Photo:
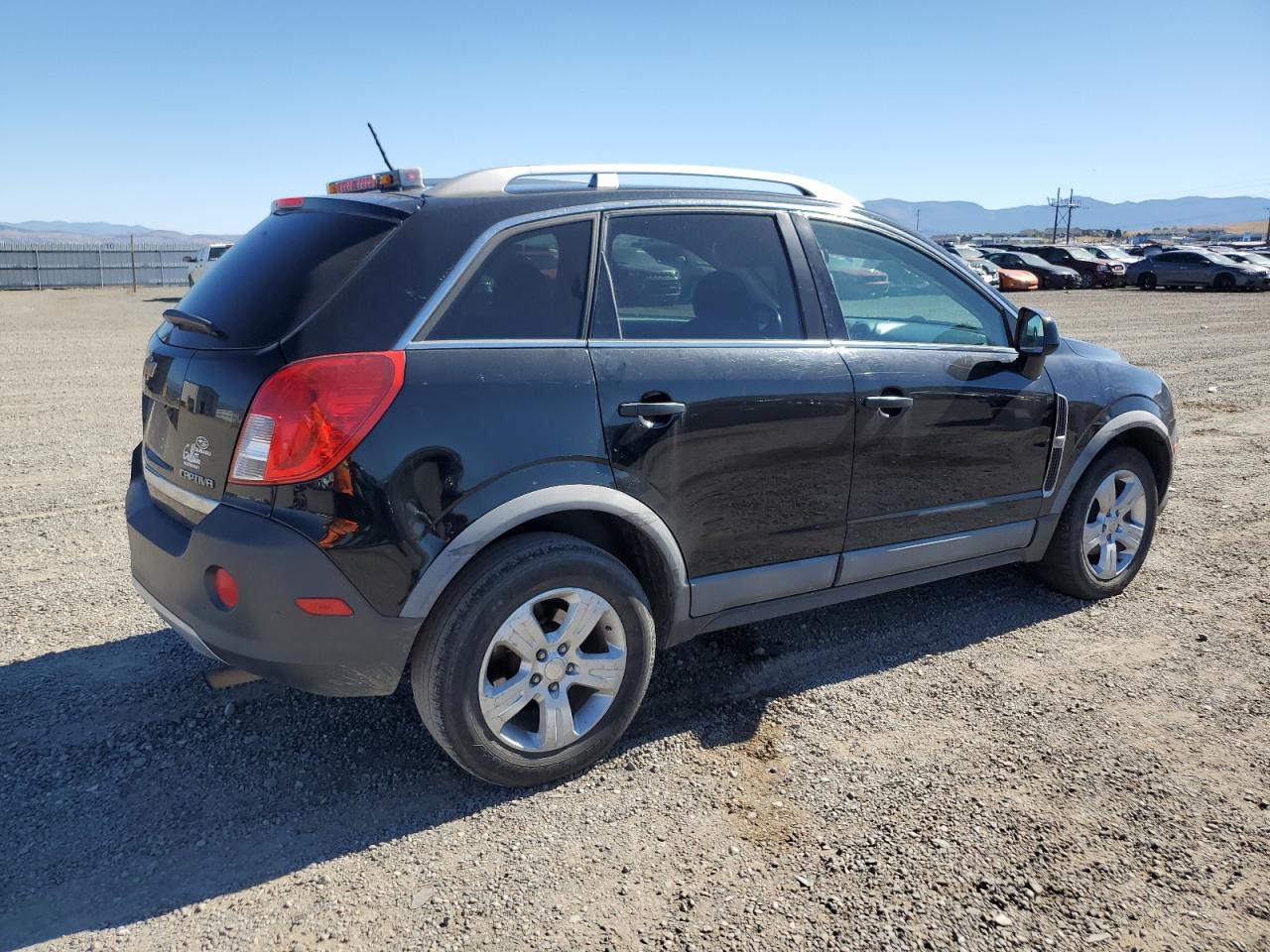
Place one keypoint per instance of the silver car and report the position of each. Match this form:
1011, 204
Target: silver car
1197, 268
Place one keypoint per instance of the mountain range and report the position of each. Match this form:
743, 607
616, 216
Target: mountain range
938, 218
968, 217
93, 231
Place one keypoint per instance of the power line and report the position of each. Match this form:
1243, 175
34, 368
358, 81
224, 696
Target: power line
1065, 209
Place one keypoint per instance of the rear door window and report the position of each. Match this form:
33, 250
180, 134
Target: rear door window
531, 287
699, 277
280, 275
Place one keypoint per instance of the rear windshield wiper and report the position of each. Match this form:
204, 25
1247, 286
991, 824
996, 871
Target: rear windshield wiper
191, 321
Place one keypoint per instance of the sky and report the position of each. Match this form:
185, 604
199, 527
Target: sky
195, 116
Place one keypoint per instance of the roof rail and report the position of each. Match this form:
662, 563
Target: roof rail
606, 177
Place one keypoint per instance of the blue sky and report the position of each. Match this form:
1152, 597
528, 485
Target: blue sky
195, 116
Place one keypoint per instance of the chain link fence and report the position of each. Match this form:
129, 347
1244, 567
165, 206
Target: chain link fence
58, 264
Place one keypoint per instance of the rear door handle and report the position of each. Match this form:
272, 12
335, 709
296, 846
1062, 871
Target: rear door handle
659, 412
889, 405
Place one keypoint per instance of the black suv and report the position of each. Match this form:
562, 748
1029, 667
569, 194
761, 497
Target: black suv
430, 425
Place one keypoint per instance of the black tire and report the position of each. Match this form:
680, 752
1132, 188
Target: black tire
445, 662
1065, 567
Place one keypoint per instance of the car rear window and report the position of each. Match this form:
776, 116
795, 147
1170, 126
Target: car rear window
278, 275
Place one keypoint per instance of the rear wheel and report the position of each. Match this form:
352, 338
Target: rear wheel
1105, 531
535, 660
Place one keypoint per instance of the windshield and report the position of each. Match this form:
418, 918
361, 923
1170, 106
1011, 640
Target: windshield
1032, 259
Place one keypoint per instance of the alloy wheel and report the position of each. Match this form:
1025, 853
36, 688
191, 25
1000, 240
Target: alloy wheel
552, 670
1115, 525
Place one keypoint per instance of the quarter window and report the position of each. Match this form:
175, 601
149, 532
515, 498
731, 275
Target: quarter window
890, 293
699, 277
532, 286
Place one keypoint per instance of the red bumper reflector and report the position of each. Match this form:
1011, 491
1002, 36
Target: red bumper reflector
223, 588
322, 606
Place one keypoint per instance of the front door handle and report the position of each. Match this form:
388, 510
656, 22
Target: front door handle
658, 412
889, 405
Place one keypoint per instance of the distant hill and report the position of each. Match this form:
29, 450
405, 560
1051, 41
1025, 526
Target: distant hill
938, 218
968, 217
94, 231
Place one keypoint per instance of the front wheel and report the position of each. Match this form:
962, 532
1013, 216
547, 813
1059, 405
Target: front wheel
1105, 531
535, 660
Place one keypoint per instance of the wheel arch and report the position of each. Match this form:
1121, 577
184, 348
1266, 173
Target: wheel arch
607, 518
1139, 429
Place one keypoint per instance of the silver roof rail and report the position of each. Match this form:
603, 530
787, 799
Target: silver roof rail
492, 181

◇ ◇ ◇

Pictures stay out; repeat all the rest of the records exactly.

Photo:
Place one keypoint per instance of the silver car and report the position of each. Match this form:
1011, 204
Target: silver car
1197, 268
Place one keypoint per instance of the mountain range and report the position of each. Match this form:
743, 607
616, 216
Target: mountain range
938, 218
968, 217
93, 231
Place one keypoint per instance of the power line and report the position of each. Match this form:
1243, 175
34, 368
358, 81
224, 696
Target: power line
1065, 209
Place one keypoint per instance of the rear door window and report the position of each. Match this form:
33, 250
180, 134
Target: rear door window
531, 287
699, 277
280, 275
Place one keypoint per instance of the rear windshield wiper and report the position of each. Match this form:
204, 25
1247, 286
991, 824
996, 871
Target: rear windshield wiper
191, 321
Place one keypoint per instance of the sky and report the position of each. Match this form:
185, 604
199, 527
Target: sky
195, 116
Place one keypoint per instance of the roof rail and report the position of each. Match this form:
662, 563
Target: roof rail
606, 177
Place one keypoint per instance of the blue sky and report the position of each. Match this form:
1152, 597
528, 485
Target: blue sky
195, 116
Place one keypoint per instance of the chain link fence and report the position of each. Match this form:
129, 347
1244, 567
165, 206
Target: chain link fence
58, 264
Place one keypoint per instance of the rear door handle and report the position of each. Match this form:
272, 12
335, 709
296, 846
1062, 871
Target: rear door handle
659, 412
889, 405
Place one keypoint per instance of the black suv and report the position of each. Match this form:
562, 748
1029, 667
569, 194
761, 497
Target: black suv
430, 425
Place one keypoint per instance of the black tire and report the position of each. Match this form:
680, 752
1132, 188
Target: black tire
445, 662
1065, 567
Place one keypoint per instance of the car rear window and report the position of each. Match this form:
776, 116
795, 147
1170, 126
Target: car rear window
278, 275
Place one keypoint per instance of the rear wheel and report the position of each. Match this form:
352, 338
Target: rear wheel
1105, 531
535, 660
Place one keypoint per instance of the windshield and report the position of each. Match this form:
418, 918
361, 923
1170, 106
1011, 640
Target: windshield
1032, 259
Place one keypoint per instance of the alloy wheel and report the position of each. Match this form:
1025, 853
36, 688
191, 25
1000, 240
Target: alloy wheel
552, 670
1115, 525
Place one keypoint per instance of the quarter window and report the position of each. Match this form:
175, 601
149, 532
515, 498
731, 275
Target: quarter window
890, 293
699, 277
532, 286
Place one keypoint per instance of the red bumper reflector and report the position of each. Match this form:
1011, 491
1002, 36
Target: red bumper reflector
223, 588
322, 606
Place one keypoint per instance of the front door handle and report the position of each. Match this form:
388, 510
656, 22
Target: front door handle
658, 412
889, 405
Place one keypoint per instance of the distant hill and report the position of each. Match this form:
29, 450
405, 560
1051, 41
1025, 526
Target: distant hill
938, 218
968, 217
94, 231
Place one keypoint per instance of the front wheel and report the position of each. Match this form:
962, 532
1013, 216
547, 813
1059, 405
Target: front wheel
1105, 531
535, 660
Place one keypoint per instance of the wheel arch and report the position of each. Match this form:
1121, 577
184, 348
1266, 173
Target: wheel arch
607, 518
1139, 429
Place one keypoint per instance of the silver roof rail and report the position of each. Match this form:
603, 530
787, 799
Target: silver roof rail
492, 181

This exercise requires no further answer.